Problem details:
Determine how many lines in the following listing include "tree". Respond with that number only.

Data:
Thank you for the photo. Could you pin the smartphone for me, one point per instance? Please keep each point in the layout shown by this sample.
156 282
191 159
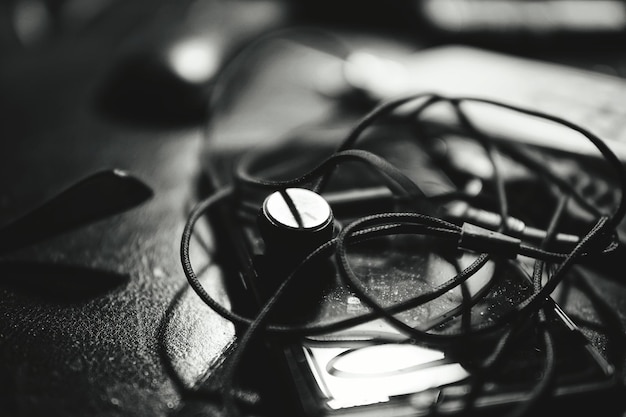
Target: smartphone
373 369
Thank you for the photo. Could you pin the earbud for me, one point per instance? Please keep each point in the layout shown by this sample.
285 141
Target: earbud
294 222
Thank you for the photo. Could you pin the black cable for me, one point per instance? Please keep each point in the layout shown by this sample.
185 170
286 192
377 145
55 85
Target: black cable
407 223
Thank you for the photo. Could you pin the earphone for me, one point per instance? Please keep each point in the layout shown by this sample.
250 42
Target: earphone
600 238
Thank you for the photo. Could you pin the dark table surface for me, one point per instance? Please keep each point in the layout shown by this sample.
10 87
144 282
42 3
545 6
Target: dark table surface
142 343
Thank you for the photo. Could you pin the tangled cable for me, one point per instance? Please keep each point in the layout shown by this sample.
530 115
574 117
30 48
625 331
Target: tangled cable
492 244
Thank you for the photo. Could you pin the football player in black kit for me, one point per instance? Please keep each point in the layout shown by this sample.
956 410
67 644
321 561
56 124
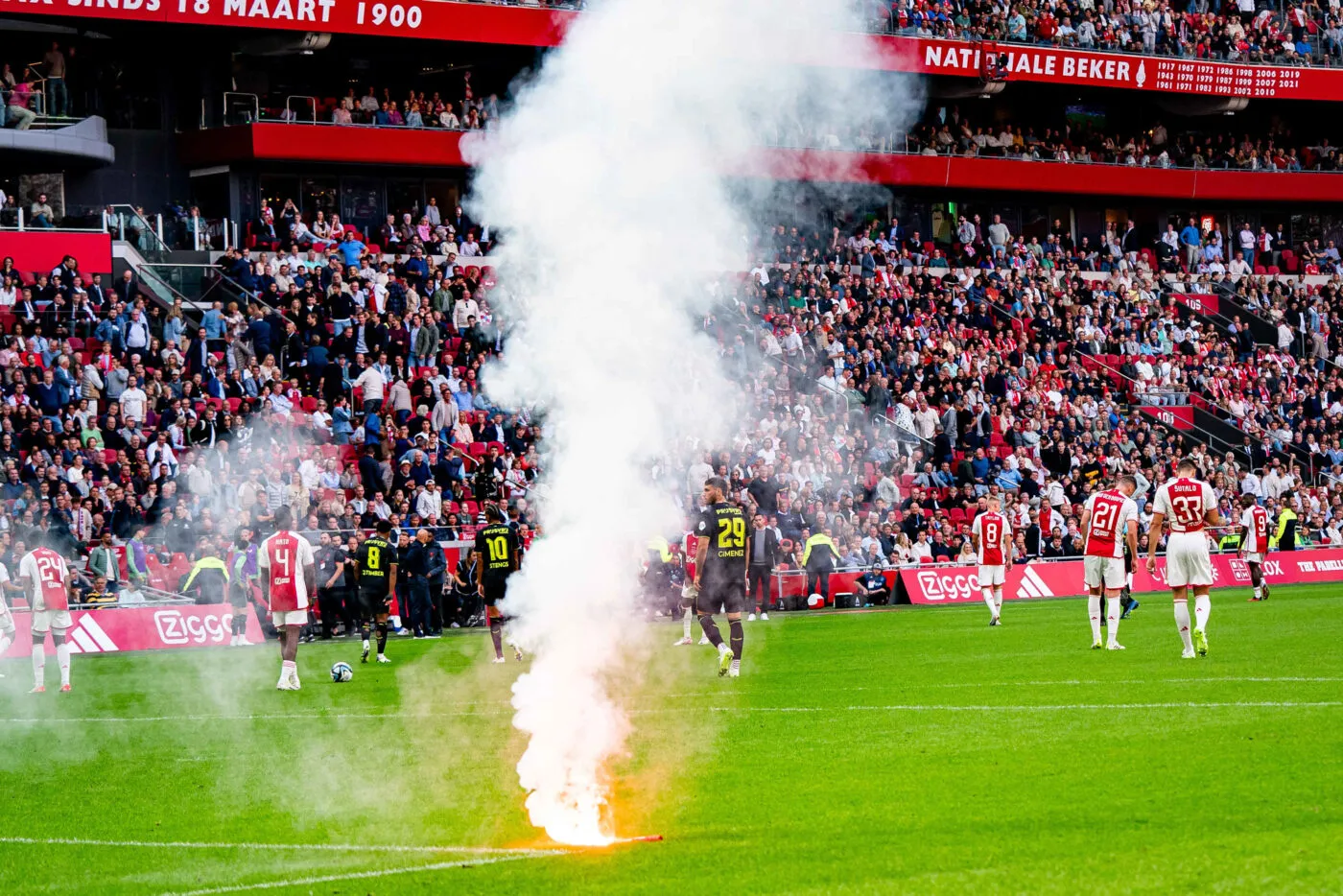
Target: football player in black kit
497 556
720 571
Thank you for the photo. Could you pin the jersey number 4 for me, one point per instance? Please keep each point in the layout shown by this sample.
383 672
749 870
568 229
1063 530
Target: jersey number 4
732 532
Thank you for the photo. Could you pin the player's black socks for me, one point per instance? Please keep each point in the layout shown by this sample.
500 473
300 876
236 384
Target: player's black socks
711 630
736 638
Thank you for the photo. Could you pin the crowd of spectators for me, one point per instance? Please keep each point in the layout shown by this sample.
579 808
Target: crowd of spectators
885 400
950 133
1285 33
382 109
1235 31
1152 148
889 400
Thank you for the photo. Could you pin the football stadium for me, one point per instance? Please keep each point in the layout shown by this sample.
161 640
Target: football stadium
810 446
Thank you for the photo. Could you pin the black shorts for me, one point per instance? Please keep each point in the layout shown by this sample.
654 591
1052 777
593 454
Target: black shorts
371 602
493 590
715 597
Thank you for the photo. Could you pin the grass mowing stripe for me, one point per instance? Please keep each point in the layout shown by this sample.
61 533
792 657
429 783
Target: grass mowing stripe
366 875
907 707
335 848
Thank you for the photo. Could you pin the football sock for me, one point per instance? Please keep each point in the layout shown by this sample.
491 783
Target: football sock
736 638
63 660
1202 609
711 630
1094 614
1182 624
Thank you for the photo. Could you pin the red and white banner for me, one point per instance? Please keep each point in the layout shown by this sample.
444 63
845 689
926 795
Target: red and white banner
537 27
113 630
42 250
1178 416
1199 302
1054 64
1064 578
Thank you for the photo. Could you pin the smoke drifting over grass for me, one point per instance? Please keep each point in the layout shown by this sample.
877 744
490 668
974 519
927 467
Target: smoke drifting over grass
610 177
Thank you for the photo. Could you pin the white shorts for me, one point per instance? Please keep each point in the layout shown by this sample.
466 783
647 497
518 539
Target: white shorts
44 621
291 618
1104 571
1188 560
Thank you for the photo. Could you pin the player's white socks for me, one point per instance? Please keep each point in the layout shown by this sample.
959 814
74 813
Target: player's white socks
1202 609
1094 614
63 660
1182 624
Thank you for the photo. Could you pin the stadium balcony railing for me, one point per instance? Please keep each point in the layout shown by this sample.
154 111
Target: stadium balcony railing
883 19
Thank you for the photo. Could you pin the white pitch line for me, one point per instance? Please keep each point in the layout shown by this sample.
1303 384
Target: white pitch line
1058 683
333 848
365 875
1067 707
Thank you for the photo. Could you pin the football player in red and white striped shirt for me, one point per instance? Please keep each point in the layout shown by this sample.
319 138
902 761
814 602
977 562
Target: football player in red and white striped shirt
289 582
1189 506
1110 520
6 618
990 536
46 582
1253 543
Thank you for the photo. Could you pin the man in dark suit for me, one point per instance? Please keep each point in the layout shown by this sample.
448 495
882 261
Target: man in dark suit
198 353
128 288
762 556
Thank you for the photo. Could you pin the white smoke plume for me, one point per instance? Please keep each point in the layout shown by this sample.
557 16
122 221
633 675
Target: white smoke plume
610 178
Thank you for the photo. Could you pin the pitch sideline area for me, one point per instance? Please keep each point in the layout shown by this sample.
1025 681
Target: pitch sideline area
904 751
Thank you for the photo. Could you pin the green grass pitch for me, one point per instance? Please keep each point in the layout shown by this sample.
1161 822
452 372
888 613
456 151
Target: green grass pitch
861 752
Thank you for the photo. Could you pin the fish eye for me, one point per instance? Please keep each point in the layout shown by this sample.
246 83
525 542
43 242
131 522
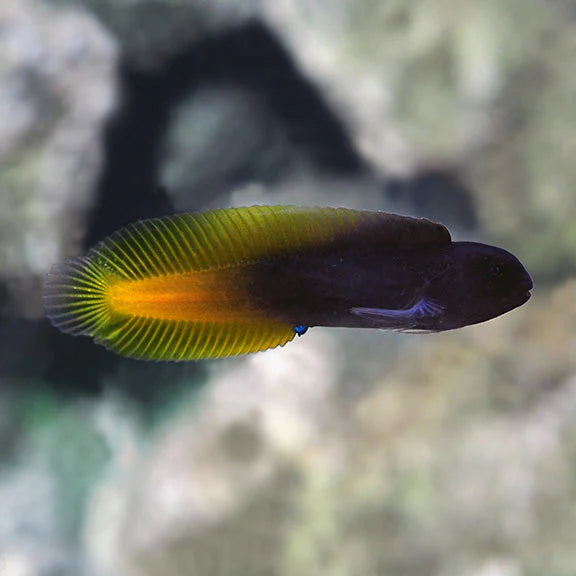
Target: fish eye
497 269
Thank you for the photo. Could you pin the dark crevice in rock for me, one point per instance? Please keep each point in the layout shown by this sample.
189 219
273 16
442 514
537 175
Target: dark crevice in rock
248 57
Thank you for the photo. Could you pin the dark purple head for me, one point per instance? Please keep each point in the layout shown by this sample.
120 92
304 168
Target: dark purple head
477 282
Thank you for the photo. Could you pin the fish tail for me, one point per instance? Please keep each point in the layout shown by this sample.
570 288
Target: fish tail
76 297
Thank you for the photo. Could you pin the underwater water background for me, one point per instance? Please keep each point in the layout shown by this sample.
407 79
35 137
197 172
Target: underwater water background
347 452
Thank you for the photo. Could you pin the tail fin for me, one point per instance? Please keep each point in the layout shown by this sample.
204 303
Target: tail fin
75 297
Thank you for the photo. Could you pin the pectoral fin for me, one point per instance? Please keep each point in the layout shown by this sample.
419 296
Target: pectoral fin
400 319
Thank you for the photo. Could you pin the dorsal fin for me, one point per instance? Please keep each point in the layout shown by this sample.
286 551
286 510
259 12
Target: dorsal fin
229 237
177 263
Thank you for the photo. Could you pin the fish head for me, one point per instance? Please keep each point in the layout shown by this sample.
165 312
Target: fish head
478 282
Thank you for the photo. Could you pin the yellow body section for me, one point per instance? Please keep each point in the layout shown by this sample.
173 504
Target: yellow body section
176 288
207 296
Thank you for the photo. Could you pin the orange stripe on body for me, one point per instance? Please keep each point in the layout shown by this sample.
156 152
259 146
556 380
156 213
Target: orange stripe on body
207 296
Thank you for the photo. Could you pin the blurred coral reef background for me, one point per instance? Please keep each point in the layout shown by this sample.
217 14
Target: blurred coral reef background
347 452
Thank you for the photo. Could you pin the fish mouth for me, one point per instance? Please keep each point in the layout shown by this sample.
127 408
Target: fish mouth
523 294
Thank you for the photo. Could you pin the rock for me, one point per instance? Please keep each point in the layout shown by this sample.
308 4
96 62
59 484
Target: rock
482 88
57 88
456 459
151 31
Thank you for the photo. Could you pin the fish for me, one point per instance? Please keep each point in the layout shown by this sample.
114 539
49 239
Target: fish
234 281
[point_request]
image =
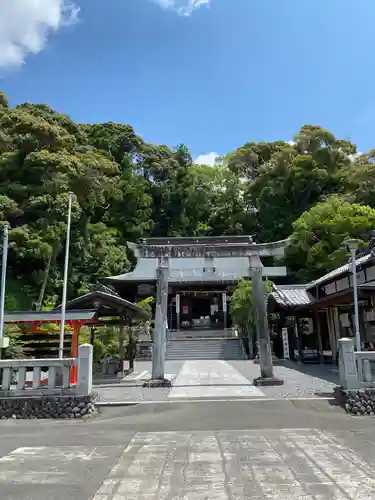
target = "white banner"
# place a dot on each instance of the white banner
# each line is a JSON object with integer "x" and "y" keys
{"x": 224, "y": 301}
{"x": 178, "y": 304}
{"x": 285, "y": 336}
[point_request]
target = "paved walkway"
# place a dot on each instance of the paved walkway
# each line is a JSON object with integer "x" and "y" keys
{"x": 211, "y": 379}
{"x": 214, "y": 379}
{"x": 269, "y": 464}
{"x": 274, "y": 465}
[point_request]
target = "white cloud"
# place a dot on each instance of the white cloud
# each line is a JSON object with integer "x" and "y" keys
{"x": 207, "y": 159}
{"x": 182, "y": 7}
{"x": 26, "y": 24}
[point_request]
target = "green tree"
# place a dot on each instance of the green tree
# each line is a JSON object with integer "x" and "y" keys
{"x": 242, "y": 310}
{"x": 317, "y": 242}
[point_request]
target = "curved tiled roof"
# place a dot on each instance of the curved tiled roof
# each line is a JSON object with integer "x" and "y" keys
{"x": 291, "y": 295}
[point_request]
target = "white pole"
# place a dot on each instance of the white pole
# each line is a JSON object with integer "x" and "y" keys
{"x": 3, "y": 279}
{"x": 65, "y": 283}
{"x": 355, "y": 293}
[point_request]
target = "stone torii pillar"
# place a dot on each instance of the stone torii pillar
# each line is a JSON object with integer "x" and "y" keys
{"x": 261, "y": 323}
{"x": 161, "y": 320}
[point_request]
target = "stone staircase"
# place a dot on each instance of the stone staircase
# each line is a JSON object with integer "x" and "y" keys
{"x": 202, "y": 346}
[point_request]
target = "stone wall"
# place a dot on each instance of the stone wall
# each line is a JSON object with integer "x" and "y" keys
{"x": 360, "y": 402}
{"x": 47, "y": 407}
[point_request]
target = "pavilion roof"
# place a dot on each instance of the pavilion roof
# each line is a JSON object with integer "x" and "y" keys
{"x": 48, "y": 316}
{"x": 106, "y": 302}
{"x": 288, "y": 296}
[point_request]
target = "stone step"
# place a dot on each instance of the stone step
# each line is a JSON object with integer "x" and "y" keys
{"x": 218, "y": 348}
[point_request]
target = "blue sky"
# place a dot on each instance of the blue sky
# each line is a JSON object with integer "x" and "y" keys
{"x": 230, "y": 72}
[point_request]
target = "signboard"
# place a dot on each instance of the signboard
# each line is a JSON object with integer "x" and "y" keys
{"x": 178, "y": 303}
{"x": 285, "y": 336}
{"x": 224, "y": 302}
{"x": 146, "y": 289}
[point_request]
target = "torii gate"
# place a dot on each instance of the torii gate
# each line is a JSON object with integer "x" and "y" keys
{"x": 208, "y": 247}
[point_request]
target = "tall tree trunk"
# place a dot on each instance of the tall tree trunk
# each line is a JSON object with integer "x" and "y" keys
{"x": 47, "y": 269}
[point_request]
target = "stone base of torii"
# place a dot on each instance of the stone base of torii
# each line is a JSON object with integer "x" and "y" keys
{"x": 254, "y": 252}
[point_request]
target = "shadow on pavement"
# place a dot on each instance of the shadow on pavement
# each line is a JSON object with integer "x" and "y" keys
{"x": 323, "y": 372}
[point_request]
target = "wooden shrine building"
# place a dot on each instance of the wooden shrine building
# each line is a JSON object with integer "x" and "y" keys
{"x": 200, "y": 283}
{"x": 321, "y": 312}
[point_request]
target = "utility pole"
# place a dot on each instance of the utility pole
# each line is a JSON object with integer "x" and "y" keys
{"x": 353, "y": 245}
{"x": 261, "y": 322}
{"x": 65, "y": 282}
{"x": 4, "y": 342}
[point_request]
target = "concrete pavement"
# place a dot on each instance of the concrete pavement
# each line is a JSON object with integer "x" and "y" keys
{"x": 186, "y": 451}
{"x": 215, "y": 379}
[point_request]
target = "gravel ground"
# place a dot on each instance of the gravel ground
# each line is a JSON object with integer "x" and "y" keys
{"x": 123, "y": 393}
{"x": 299, "y": 380}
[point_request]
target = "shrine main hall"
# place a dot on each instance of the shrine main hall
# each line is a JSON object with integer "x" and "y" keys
{"x": 200, "y": 282}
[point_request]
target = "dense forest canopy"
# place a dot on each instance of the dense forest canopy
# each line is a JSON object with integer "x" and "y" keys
{"x": 316, "y": 189}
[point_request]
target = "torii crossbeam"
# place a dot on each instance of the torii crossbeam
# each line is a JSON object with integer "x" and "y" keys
{"x": 166, "y": 250}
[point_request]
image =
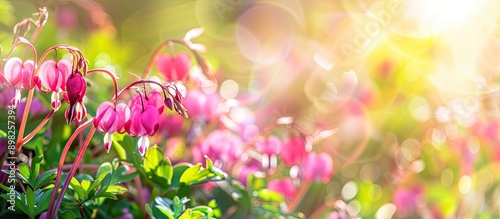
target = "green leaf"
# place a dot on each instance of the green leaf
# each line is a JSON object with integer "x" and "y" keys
{"x": 158, "y": 170}
{"x": 207, "y": 211}
{"x": 177, "y": 173}
{"x": 217, "y": 213}
{"x": 24, "y": 170}
{"x": 178, "y": 206}
{"x": 154, "y": 157}
{"x": 197, "y": 175}
{"x": 106, "y": 195}
{"x": 191, "y": 174}
{"x": 161, "y": 208}
{"x": 75, "y": 185}
{"x": 104, "y": 168}
{"x": 115, "y": 189}
{"x": 186, "y": 214}
{"x": 30, "y": 200}
{"x": 208, "y": 162}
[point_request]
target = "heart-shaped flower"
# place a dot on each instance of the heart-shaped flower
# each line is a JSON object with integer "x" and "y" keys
{"x": 174, "y": 68}
{"x": 75, "y": 91}
{"x": 144, "y": 120}
{"x": 109, "y": 119}
{"x": 154, "y": 98}
{"x": 75, "y": 88}
{"x": 52, "y": 77}
{"x": 18, "y": 74}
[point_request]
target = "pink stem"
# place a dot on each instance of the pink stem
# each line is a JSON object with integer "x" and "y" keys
{"x": 19, "y": 143}
{"x": 140, "y": 195}
{"x": 72, "y": 172}
{"x": 299, "y": 196}
{"x": 40, "y": 126}
{"x": 110, "y": 75}
{"x": 61, "y": 162}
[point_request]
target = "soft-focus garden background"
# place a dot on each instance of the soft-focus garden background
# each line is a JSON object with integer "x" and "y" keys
{"x": 410, "y": 86}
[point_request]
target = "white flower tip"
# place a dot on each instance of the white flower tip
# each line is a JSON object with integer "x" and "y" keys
{"x": 193, "y": 33}
{"x": 198, "y": 47}
{"x": 108, "y": 141}
{"x": 143, "y": 145}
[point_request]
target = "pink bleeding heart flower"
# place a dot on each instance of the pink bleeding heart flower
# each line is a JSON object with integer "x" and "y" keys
{"x": 75, "y": 91}
{"x": 36, "y": 108}
{"x": 6, "y": 95}
{"x": 293, "y": 151}
{"x": 174, "y": 68}
{"x": 270, "y": 145}
{"x": 317, "y": 167}
{"x": 110, "y": 119}
{"x": 283, "y": 186}
{"x": 18, "y": 74}
{"x": 144, "y": 121}
{"x": 154, "y": 98}
{"x": 223, "y": 147}
{"x": 406, "y": 199}
{"x": 249, "y": 168}
{"x": 52, "y": 77}
{"x": 202, "y": 106}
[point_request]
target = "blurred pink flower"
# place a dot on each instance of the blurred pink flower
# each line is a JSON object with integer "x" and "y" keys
{"x": 202, "y": 106}
{"x": 18, "y": 74}
{"x": 52, "y": 77}
{"x": 174, "y": 68}
{"x": 109, "y": 119}
{"x": 36, "y": 108}
{"x": 154, "y": 98}
{"x": 75, "y": 91}
{"x": 406, "y": 199}
{"x": 170, "y": 125}
{"x": 223, "y": 147}
{"x": 144, "y": 120}
{"x": 66, "y": 17}
{"x": 6, "y": 96}
{"x": 126, "y": 214}
{"x": 247, "y": 169}
{"x": 269, "y": 145}
{"x": 293, "y": 150}
{"x": 317, "y": 167}
{"x": 338, "y": 215}
{"x": 283, "y": 186}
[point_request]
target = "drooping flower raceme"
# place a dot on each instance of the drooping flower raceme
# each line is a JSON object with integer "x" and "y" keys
{"x": 154, "y": 98}
{"x": 144, "y": 118}
{"x": 18, "y": 74}
{"x": 75, "y": 91}
{"x": 110, "y": 119}
{"x": 52, "y": 77}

Output for this exercise:
4